**Instruction 1:** Shift every pixel coordinate in the answers by -13 and rewrite only the part of the records that opens with the line containing "For this dataset, tag each instance of the rock in" and closes with the line containing "[[165, 167]]", both lines included, keeping the requests.

**Page excerpt:**
##########
Reverse-order singular variant for the same Facebook tool. The walkthrough, the filters, and how to build an audit that compounds beyond a one-time tab scroll.

Updated

The 'Ad Library FB' keyword is the reverse-order singular variant for Facebook's public ad archive. Same tool, same URL, same product as the Facebook Ad Library and the Meta Ad Library - a free archive at facebook.com/ads/library that indexes every active commercial ad across the Meta ecosystem. The reverse-order phrasing skews international and verbal-spoken-first; the singular noun ('ad' vs 'ads') skews toward people researching the tool conceptually rather than using it day-to-day. This guide is the entry point for that audience.

Coverage

Every active Meta-ecosystem ad

Cost

Free, no login on the UI

Latency

~24 hours from ad launch

Walkthrough

How to use it, step by step

  1. 1

    Bookmark facebook.com/ads/library

    The canonical URL. Meta's 2021 rebrand didn't move it. Bookmark directly - Google's localized SERP variants sometimes route through redirect chains that strip your filter state. The page loads without authentication; you should see the search bar within a couple of seconds.
##########
**Entries provided:**
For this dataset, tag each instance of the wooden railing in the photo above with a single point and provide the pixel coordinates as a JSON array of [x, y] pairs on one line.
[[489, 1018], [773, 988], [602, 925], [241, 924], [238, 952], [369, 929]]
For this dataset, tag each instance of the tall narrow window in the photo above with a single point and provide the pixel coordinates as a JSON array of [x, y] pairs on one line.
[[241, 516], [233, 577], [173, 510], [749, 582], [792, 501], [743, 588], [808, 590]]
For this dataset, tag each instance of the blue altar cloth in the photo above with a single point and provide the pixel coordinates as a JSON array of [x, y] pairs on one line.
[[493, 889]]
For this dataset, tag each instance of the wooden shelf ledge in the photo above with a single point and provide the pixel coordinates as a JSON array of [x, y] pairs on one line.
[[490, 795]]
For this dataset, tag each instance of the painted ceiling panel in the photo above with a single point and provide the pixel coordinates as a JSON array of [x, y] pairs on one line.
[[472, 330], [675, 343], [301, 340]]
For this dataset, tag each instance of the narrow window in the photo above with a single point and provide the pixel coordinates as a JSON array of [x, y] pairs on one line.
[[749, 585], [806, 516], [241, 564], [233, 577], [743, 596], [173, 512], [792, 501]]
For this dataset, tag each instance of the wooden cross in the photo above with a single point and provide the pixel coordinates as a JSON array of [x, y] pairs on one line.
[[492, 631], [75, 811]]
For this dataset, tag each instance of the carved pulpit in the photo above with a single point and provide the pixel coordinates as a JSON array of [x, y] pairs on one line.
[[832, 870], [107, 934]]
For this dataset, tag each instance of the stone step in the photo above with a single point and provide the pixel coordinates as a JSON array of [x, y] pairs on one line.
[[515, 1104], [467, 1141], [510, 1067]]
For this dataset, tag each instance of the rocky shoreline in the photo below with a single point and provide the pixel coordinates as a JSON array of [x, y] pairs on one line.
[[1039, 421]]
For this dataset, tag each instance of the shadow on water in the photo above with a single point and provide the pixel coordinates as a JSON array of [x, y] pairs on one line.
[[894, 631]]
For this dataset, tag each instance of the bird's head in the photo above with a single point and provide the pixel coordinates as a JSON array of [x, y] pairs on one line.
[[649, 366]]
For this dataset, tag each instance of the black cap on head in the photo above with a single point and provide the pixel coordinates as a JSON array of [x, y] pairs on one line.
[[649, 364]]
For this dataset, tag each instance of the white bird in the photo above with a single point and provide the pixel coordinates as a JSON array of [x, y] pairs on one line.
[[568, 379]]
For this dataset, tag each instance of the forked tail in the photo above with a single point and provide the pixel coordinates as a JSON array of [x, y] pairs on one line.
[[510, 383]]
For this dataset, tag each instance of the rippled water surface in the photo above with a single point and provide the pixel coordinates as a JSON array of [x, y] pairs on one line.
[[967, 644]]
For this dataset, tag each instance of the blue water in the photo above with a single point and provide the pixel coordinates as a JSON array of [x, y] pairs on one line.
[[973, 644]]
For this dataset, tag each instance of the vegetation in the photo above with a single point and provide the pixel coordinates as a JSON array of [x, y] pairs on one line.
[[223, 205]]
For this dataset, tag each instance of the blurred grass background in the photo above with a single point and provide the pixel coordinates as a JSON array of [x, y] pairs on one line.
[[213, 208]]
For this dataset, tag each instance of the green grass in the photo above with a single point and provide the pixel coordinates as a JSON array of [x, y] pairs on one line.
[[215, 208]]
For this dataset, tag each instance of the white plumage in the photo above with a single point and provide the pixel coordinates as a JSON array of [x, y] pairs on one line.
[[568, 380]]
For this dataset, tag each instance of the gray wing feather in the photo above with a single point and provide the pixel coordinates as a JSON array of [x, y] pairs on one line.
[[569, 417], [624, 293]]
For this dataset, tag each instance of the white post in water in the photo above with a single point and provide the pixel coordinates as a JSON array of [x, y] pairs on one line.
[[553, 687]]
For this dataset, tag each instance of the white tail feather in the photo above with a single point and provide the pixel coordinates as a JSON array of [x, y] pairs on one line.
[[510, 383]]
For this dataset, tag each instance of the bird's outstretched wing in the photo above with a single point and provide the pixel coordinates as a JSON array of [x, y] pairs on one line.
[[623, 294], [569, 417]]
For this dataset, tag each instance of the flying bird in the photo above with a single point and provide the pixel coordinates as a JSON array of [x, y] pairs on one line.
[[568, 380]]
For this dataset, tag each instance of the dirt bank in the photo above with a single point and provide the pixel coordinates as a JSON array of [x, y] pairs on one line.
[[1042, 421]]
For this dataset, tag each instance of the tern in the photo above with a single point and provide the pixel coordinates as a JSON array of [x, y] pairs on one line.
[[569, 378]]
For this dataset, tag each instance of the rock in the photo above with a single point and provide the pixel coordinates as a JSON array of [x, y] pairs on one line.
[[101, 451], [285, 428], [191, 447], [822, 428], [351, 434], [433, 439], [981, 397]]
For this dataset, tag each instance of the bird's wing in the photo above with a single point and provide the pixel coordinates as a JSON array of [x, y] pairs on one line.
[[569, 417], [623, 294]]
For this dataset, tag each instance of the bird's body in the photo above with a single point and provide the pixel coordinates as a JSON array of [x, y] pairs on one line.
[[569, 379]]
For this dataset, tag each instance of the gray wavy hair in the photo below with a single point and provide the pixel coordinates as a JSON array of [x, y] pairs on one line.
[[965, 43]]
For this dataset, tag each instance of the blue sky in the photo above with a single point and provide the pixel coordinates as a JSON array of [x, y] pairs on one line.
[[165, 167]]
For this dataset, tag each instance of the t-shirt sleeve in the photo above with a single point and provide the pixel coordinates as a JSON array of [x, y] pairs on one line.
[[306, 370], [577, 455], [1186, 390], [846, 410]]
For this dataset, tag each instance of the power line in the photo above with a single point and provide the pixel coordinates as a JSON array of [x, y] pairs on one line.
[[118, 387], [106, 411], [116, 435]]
##########
**Instruction 2:** Continue the guide to the Facebook Ad Library from its last sentence.

**Exercise result 1:**
For this dataset, tag each instance of the rock in the photo above with a single point and provide the pixel coordinates as a JSON array of [x, y] pairs on one line.
[[88, 438], [272, 415], [178, 434], [809, 415], [338, 421], [420, 426], [968, 384]]
For this dataset, tag each instance of the bird's wing in the photo above with a single point and provide the pixel coordinates as a JSON array of [x, y] pairs on one line.
[[556, 404], [610, 281]]
For this dataset, tag each instance of the bird's body in the photo above with a single point and provide the pixel coordinates as a JSON array of [x, y] pairs on one line.
[[556, 366]]
For this dataset, tag each instance of the gray wavy hair in the photo below with a single point and provide the pixel coordinates as a JSON array of [x, y] pairs on one line.
[[952, 30]]
For this dataset, tag each instance of the blue sky in the photo above with a single point and provide the pixel coordinates as a JSON array of [x, y] pairs on one line.
[[152, 154]]

**Exercise result 2:**
  2. 2

    Set country before doing anything else

    The library partitions strictly by country. The default is whatever location Meta thinks you're in - frequently wrong on VPN, in office colocations, or on mobile data. Set country explicitly on every session. Wrong country is the #1 cause of 'I can't find this brand's ads' searches that come up empty.

    If you're auditing a multinational, plan a per-country query loop. The same brand often runs very different creative per geography.
  3. 3

    Switch ad category to 'All ads'

    Default category is 'Issues, elections or politics' - the regulatory baseline only. Switch to 'All ads' to surface commercial creative. This single dropdown is the most-missed setting in the whole tool. If your audit looks thin, this is the first thing to check.

  4. 4

    Search by Page name

    Keyword search returns every ad whose copy mentions the term - thousands of affiliate and drop-shipping results. Page-name search anchors on a specific advertiser. Find the canonical Page handle in the URL slug after facebook.com/ on the brand's profile - that's what you type.

    Multi-Page brands (regional splits, sub-brands, agency Pages) each need a separate search. One Page rarely covers a brand globally.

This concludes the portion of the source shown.